--- start of QUOTED PASSAGE ---

MapDB 4 update

I resumed work on MapDB 4 recently. Here is an update about my progress and plans.

What is finished

Not much. I have many notes, some code and design.

Plans for March

  • Restart work on MapDB 4
    • get skeleton with most features
    • release milestone 1 (see bellow)
    • get back into increment development
  • Catalog all unit tests for MapDB (and java collections)
    • port tests into MapDB 4 code
  • Create a tool to export/import data from MapDB 3
  • Read all Issues on Github and create Roadmap
  • Maintenance release for MapDB 3 and maybe other versions
  • Fix website and documentation

MapDB 4 milestone 1

  • This milestone should flash out my design ideas into code
  • Limited usability
    • fixed store size (2GB)
    • several heap memory leaks (support data structures will use onheap collections)
  • use fixed sizes ByteBuffers (in memory, mmap files)
    • 2GB or less (limit for single ByteBuffer)
    • store size change is responsible for many complications
  • will be single threaded
    • single writer, multiple readers (ReadWriteLock)
  • will include snapshots
    • snapshots play major role in MapDB4 design
    • COW, use heap collection t
    • old snapshots discarded by GC
  • very basic durable TX
    • store will use file swap
  • should include most collection types (Map, List, Queues)
    • needed for benchmarking, even if initial performance is bad
  • primitive maps from Eclipse Collections backed by ByteBuffer
    • needed for temporary internal structures to track free space etc..

Compatibility with older versions

  • MapDB Backup Format
    • there will be new format for backups, imports and exports
    • JSON based
    • MapDB 1,2,3,4 will get exporters
      • modify old code bases and making new releases with modifications
    • MapDB 4 will have importer from this format
    • Latter maybe support for other dbs (LevelDB, Redis, SQL, Cassandra…)

--- end of QUOTED PASSAGE ---
--- start of PROVIDED INFORMATION ---

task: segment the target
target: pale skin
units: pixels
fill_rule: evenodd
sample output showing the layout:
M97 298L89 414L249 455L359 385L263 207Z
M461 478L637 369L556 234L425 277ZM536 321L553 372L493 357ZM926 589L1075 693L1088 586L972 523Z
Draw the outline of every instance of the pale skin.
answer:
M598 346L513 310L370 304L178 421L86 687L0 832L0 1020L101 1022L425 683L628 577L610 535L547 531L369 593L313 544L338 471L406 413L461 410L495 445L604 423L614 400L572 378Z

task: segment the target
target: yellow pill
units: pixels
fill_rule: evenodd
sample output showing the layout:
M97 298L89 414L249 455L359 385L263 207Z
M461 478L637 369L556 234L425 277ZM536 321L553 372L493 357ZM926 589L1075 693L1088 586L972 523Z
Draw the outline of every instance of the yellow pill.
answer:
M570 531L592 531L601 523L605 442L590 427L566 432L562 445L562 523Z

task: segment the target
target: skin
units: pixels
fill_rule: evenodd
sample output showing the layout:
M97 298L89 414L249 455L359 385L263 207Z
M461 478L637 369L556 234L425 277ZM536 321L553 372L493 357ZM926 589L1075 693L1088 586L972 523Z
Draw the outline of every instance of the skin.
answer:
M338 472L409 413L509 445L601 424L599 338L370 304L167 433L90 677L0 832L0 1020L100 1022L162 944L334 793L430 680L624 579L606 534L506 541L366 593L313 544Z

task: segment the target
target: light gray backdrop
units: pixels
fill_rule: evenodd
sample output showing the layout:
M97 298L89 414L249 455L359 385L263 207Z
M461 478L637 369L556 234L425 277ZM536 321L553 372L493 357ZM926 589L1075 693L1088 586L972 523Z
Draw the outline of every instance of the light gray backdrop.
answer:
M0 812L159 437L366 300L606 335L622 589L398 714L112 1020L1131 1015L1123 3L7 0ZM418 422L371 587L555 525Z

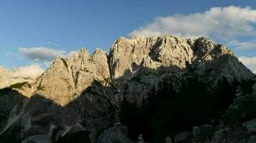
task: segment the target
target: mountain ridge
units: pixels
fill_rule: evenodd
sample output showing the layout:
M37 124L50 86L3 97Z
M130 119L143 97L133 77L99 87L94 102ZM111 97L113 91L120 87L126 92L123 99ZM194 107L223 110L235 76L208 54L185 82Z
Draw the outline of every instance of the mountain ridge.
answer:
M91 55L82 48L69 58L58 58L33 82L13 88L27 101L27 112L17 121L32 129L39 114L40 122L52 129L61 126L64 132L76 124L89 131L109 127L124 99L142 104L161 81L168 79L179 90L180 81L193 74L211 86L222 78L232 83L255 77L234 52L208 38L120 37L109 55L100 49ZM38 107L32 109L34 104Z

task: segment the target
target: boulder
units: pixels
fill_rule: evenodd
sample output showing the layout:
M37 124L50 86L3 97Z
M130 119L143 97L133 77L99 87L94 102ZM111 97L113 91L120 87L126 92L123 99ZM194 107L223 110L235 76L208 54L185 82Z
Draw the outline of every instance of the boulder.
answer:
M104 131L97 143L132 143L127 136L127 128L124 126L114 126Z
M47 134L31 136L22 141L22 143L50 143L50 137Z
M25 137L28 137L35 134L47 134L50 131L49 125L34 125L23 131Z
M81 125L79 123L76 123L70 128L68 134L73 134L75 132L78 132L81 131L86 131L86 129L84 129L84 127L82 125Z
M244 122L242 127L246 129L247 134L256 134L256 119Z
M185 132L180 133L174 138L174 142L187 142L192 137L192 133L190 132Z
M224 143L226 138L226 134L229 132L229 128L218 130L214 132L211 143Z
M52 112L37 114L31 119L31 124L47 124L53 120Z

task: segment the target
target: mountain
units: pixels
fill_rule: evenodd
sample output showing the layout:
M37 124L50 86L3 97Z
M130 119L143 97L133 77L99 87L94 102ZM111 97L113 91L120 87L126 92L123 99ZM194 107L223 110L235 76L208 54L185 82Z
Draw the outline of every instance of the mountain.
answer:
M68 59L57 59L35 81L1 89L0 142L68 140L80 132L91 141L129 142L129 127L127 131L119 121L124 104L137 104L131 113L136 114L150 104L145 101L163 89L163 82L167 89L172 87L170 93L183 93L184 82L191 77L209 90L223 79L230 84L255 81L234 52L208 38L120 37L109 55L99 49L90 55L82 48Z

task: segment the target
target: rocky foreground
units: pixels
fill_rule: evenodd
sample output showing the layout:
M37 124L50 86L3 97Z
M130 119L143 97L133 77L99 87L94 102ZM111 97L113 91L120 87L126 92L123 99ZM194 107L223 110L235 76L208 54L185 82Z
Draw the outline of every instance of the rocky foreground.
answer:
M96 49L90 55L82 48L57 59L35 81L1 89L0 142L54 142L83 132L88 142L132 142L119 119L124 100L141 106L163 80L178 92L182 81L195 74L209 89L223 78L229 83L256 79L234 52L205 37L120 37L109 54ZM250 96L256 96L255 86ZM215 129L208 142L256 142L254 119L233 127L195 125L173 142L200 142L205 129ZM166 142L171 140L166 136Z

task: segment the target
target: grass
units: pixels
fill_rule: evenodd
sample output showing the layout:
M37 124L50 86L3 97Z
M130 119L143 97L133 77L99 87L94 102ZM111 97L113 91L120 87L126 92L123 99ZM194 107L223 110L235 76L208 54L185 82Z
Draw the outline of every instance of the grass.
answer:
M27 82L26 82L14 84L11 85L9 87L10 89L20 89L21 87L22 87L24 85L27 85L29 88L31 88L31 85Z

--- end of PROVIDED INFORMATION ---
--- start of PROVIDED INFORMATION ---

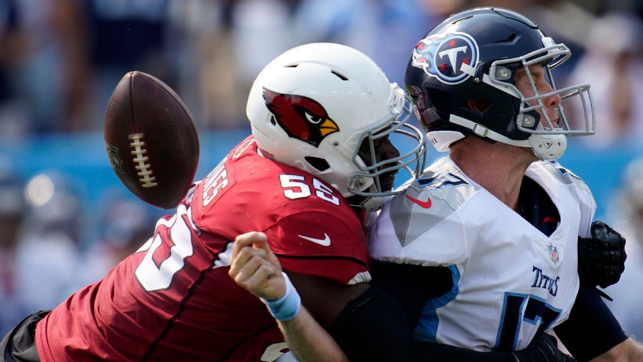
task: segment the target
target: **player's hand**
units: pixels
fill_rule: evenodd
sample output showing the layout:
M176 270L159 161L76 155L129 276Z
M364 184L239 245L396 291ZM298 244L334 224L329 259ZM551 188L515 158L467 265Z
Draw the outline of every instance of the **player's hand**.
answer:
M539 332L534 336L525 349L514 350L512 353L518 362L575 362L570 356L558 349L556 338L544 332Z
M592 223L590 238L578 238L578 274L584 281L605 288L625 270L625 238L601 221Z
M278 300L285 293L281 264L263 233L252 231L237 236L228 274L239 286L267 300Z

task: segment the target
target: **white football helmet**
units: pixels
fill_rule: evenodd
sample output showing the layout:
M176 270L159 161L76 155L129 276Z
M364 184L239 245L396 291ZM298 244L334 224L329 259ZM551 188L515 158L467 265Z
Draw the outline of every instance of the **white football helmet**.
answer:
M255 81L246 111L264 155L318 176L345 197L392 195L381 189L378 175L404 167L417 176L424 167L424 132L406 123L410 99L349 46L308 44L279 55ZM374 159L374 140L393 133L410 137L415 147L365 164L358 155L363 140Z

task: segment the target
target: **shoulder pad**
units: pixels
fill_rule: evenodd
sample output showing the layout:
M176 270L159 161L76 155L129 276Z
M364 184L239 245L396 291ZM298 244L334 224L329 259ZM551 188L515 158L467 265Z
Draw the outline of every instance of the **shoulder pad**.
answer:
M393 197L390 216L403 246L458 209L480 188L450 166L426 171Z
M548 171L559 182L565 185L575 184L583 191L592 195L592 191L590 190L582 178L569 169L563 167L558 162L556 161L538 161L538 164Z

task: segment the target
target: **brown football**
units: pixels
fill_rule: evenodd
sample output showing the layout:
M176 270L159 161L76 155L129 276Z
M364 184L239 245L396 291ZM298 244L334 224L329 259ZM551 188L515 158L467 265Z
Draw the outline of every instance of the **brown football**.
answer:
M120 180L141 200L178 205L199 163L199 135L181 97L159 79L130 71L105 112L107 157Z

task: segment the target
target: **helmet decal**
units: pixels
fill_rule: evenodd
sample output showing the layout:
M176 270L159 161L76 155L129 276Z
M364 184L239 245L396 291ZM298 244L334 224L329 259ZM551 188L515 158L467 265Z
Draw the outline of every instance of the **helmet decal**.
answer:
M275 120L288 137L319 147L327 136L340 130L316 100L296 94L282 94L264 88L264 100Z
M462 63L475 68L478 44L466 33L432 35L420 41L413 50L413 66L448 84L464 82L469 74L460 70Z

--- end of PROVIDED INFORMATION ---
--- start of PROVIDED INFORMATION ---

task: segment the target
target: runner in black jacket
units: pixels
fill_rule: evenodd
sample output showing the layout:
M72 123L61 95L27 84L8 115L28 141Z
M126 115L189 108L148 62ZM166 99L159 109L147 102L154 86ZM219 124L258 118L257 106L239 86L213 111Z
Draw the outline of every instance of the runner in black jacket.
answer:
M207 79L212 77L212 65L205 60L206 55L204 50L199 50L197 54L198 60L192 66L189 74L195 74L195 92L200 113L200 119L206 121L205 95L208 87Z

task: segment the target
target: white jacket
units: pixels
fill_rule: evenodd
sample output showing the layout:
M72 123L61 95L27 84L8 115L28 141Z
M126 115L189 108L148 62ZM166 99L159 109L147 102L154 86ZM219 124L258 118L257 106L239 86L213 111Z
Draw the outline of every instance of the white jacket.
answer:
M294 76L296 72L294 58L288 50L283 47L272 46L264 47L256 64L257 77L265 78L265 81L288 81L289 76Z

--- end of PROVIDED INFORMATION ---

WHAT TO PRODUCE:
Answer these questions from the MapDB 4 update:
(a) What fixed store size will milestone 1 have?
(b) What will the new format for backups, imports and exports be based on?
(c) Which MapDB versions will get exporters?
The listing has nothing to do with the exercise.

FINISHED EXERCISE:
(a) 2GB
(b) JSON
(c) MapDB 1, 2, 3 and 4